[START OF Source document]

Thus, the time feels especially right for Julia Fox to not only release a song called “Down the Drain” (the same title as her 2023 memoir), but also an accompanying music video. As her first (and more than somewhat unexpected) music release, it seems as though Brooks’ messaging in “Bitch” must have permeated Fox’s psyche at some point (whether it was when the song actually came out in ‘97—when Fox would have been seven—or somewhere else down the line). Whenever it was that the influence clicked, Brooks is clearly all over “the chorus” (read: the majority of the song, save for one deviating verse) of “Down the Drain.” To be specific, Fox chanting, “I’m a bitch, I’m a girl, I’m a woman, I’m a whore/I’m a bitch, I’m a girl, I’m a mother, I’m a whore.”
Needless to say, it’s not quite as dense or complex as Brooks’ defiant declaration, “I’m a bitch, I’m a lover/I’m a child, I’m a mother/I’m a sinner, I’m a saint/I do not feel ashamed/I’m your Hell, I’m your dream/I’m nothing in between/You know you wouldn’t want it any other way.” Fox’s version of “Bitch” is one for the TikTok age—an anti-patriarchal message for those with the attention span of a gnat. Fox further distills the “Brooks message” with help from producer Ben Draghi (who also, amazingly, has a co-writing credit—because, honestly, couldn’t Fox have just written these very brief lyrics without an assist?).
By lending a techno-industrial feel to the sonic tincture of “Down the Drain,” Draghi separates it from the grungier, alt-rock tone Brooks opted for back when that sound was at a peak of popularity in the early to mid-90s. Along with the hippie-dippy (with a “punk” edge) music video that Brooks filmed to promote it (think: lots of florals). Fox’s own video, directed by Draghi (a real renaissance man, apparently), is wielded to make the same statement. But it’s slightly more, let’s say, “hardcore.” It all starts with Fox driving her son, Valentino, to school…to the tune of the kind of opening music that does, indeed, sound straight out of a Safdie brothers movie (as does most of “Down the Drain”). So it is that things begin “maternally” enough, with Fox glancing back lovingly at her child in the seat behind her. After dropping him off at whatever bougie school he attends (as Fox herself said, “We need him to be a nepo baby, and he needs to like own it too”), Fox receives a series of text messages that read, “Hi Julia. We have your friend Richie. Send us 1 million dollars by the end of day. Or else…” This warning includes a photo of the kidnapped “Richie” in question: Richie Shazam (who also just appeared in Charli XCX’s equally cunty “360” video along with Fox as well).

[END OF Source document]
[START OF Information shown]

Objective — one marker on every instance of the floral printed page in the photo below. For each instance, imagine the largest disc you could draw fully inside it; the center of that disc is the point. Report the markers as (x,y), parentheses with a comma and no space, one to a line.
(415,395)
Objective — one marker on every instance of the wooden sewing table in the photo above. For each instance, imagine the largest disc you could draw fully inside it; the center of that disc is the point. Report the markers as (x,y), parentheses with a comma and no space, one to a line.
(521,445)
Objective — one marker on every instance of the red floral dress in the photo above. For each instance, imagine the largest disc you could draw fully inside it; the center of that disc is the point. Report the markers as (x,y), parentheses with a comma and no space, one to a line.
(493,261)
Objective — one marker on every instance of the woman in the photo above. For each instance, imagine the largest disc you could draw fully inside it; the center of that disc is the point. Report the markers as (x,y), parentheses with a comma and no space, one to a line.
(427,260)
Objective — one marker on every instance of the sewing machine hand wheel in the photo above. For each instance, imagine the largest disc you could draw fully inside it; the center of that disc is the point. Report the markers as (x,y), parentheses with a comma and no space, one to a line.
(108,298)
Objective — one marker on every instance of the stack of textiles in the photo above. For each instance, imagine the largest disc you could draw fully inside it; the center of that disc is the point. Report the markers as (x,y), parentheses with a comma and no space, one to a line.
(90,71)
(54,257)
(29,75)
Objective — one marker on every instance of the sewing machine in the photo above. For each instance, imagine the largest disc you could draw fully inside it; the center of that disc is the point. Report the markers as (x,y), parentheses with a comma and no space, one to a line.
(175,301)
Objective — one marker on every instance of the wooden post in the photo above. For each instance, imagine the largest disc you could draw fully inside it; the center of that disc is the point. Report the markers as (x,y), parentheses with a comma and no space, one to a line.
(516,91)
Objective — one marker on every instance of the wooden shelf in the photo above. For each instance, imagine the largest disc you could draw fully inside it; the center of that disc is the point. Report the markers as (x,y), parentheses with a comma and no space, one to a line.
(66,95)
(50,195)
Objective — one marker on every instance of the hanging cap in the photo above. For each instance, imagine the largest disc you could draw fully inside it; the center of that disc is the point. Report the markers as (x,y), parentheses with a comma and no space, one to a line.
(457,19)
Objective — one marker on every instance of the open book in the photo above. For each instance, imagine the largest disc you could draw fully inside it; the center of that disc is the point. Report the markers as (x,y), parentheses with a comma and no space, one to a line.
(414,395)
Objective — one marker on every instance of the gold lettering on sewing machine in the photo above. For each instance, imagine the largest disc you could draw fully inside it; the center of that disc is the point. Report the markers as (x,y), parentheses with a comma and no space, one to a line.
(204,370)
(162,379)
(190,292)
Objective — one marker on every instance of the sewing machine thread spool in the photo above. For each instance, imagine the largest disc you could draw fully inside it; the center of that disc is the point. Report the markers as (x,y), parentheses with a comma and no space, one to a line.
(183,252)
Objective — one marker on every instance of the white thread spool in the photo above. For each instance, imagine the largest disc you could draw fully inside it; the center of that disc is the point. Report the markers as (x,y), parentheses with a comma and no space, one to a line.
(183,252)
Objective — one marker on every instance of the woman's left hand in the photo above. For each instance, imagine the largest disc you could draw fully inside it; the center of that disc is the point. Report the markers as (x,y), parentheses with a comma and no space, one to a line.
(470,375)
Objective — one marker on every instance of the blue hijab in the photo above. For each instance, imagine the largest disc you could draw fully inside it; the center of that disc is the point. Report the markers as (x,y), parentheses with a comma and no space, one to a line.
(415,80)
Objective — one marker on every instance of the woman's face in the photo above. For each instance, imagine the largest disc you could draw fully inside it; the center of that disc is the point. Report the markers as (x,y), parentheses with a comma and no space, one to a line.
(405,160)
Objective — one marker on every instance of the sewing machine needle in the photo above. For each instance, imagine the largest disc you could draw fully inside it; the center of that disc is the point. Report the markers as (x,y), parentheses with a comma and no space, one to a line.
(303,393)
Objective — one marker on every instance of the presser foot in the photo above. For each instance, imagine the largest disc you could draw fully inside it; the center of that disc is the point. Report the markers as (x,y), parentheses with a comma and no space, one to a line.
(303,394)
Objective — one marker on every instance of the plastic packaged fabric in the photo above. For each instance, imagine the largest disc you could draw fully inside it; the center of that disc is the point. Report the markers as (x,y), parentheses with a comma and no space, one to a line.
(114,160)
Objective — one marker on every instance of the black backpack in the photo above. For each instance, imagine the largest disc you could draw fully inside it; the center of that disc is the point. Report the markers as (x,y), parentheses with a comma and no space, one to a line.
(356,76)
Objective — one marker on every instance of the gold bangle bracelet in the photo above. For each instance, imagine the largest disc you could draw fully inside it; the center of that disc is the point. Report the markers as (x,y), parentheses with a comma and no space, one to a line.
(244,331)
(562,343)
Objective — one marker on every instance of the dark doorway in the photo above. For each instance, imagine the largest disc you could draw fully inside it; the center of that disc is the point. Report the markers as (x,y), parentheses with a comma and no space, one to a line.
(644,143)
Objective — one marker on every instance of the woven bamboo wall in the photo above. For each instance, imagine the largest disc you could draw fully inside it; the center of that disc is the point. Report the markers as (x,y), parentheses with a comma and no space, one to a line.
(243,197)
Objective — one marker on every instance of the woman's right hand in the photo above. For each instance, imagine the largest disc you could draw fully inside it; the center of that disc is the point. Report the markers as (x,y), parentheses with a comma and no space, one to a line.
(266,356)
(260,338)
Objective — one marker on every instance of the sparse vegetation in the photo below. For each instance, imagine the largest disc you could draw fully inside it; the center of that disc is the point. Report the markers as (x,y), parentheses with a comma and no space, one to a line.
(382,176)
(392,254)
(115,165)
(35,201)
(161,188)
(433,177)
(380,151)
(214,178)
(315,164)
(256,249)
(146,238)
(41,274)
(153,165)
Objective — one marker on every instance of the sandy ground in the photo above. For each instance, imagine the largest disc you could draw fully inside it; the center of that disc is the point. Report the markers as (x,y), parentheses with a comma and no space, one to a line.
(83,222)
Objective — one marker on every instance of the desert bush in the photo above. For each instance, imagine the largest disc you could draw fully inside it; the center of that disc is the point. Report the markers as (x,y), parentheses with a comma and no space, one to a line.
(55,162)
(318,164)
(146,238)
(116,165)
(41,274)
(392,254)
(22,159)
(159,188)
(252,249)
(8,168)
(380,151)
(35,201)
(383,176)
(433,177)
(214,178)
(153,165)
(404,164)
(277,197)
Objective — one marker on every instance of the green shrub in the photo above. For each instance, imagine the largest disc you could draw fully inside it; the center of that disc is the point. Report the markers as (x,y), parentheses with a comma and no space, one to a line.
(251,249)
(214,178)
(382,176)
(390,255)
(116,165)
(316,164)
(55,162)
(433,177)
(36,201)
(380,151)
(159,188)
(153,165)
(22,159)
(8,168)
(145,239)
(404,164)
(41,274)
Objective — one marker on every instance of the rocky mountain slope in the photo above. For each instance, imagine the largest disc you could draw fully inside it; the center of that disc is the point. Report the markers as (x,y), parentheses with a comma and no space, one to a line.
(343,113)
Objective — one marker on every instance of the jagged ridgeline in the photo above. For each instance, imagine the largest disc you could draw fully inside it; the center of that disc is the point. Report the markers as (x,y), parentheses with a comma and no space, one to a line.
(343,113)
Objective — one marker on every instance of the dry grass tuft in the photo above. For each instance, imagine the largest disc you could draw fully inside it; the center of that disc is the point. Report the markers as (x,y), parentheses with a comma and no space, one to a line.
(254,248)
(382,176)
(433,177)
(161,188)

[END OF Information shown]

» **Task brief**
Extend the piece on Julia Fox's song and video "Down the Drain," picking up directly after its final sentence.

» **Result for this exercise**
Horrified by both his abuse and this ultimatum, Fox runs toward her car like a superhero called to action and speeds back to her apartment where she changes into multiple (dominatrix-inspired) costumes while strutting down a darkened hallway. She then descends to her “office,” where two other dominatrixes are punishing a very bad man tied to a bondage cross (positioned as an “X,” not a “T”). Summoning them to join her in her quest to find and release Richie, they leave the submissive on the cross and hightail it out of there.
Fox then descends still further down into the depths, suddenly appearing in a dom-approved nurse ensemble as she tortures a doctor to the verse, “Come with me, come down the drain/I’ll be sweet like sugar cane/Come get lost inside my brain/I promise that you’ll go insane/I’m a menace, not a muse/The baddest fuckin’ drug that you’ll ever use/Destiny, it’s yours to choose/Come with me, you’ll never lose.” Her role switches up yet again as she finds herself “materialized” (appearing like television static) in a boxing ring to take on the seemingly much more powerful man she ends up kicking to the ground.
Draghi then cuts to the next scene during which Fox essentially “teleports” to another location in a different costume (this time, an all-out superhero one in bright yellow, but still rooted in dom aesthetics—as this period in her life clearly remains influential). That location, conveniently, is where Richie is imprisoned in a cage, his hands restrained above his head. Breaking into the cage (after one of her acolytes is pawed at by a “sanctum monster”), Fox puts an ostensibly magical skull ring on his finger to “revive” him and the two—along with her fellow dom assistants—escape that bad scene. And all just in time to pick up Valentino from school again. Not bothering to change entirely out of her bright yellow superhero dominatrix outfit, Fox instead throws the same coat and hat on over it that she was wearing before. Just further proof that a woman is many things to many people throughout various moments in the day. And depending on what the “need” is from those in her life.
Brooks was able to highlight the inherent multifacetedness of what it is to be a woman with less “slickness” than is required of music and messaging now. That “many-sidedness” including the puzzle piece called “Mother.” And while so many people (particularly men of the husband and son variety) want to reduce the divine feminine to that one thing—that one “job title”—there is always so much more to her than just that. Before a woman ever steps into the part of “Mom,” she is her own person, has her own unique identity…one that is separate from whatever personality her children might eventually ascribe to her. Just as Fox’s own son inevitably will.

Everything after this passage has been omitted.